### INFORMATION PROVIDED
*****

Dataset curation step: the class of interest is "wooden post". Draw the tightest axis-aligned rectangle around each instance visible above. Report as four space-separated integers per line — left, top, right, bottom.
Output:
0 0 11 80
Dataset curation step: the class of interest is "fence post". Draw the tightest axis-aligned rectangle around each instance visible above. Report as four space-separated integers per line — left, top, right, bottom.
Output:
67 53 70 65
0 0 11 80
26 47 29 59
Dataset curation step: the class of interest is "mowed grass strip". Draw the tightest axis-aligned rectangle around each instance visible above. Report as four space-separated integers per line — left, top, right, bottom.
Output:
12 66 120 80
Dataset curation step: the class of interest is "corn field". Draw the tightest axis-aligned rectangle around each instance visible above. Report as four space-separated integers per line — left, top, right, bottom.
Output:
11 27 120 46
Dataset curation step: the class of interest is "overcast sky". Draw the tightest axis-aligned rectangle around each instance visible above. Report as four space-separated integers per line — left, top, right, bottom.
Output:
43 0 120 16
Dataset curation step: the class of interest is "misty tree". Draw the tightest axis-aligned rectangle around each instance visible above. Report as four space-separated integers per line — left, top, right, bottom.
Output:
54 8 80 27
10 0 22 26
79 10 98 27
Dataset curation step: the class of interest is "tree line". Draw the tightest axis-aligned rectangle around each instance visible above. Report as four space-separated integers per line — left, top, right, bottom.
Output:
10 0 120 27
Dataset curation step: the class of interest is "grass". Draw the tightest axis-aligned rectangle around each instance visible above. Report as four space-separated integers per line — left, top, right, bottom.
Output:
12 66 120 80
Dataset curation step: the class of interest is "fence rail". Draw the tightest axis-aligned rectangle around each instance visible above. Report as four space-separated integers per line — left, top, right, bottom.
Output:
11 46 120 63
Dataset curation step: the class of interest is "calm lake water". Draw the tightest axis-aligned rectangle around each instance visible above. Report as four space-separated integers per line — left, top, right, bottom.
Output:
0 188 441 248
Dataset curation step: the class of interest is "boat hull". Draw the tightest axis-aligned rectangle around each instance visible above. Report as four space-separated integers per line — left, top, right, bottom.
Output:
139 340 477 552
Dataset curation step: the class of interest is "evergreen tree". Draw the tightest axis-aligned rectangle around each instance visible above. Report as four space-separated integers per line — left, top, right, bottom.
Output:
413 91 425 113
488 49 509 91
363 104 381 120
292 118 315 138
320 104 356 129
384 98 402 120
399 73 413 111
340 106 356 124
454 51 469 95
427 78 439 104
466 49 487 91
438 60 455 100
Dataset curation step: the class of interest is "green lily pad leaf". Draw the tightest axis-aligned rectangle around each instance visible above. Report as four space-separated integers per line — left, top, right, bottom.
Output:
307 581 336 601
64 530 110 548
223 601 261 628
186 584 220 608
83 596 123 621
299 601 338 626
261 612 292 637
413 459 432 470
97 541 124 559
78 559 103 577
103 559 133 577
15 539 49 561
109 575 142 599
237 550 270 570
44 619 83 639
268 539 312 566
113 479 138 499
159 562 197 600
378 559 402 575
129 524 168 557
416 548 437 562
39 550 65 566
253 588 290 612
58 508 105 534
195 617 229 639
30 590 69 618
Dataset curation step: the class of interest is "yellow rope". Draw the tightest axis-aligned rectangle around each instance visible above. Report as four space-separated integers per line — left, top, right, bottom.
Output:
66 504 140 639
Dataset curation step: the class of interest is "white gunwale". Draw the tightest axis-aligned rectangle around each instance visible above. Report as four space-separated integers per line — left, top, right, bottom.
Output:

*****

### TASK PROMPT
Please count the lines in the listing above that contain the string "white", treating uppercase and lowercase as different. Give only the number.

### SOLUTION TO THIS PROBLEM
1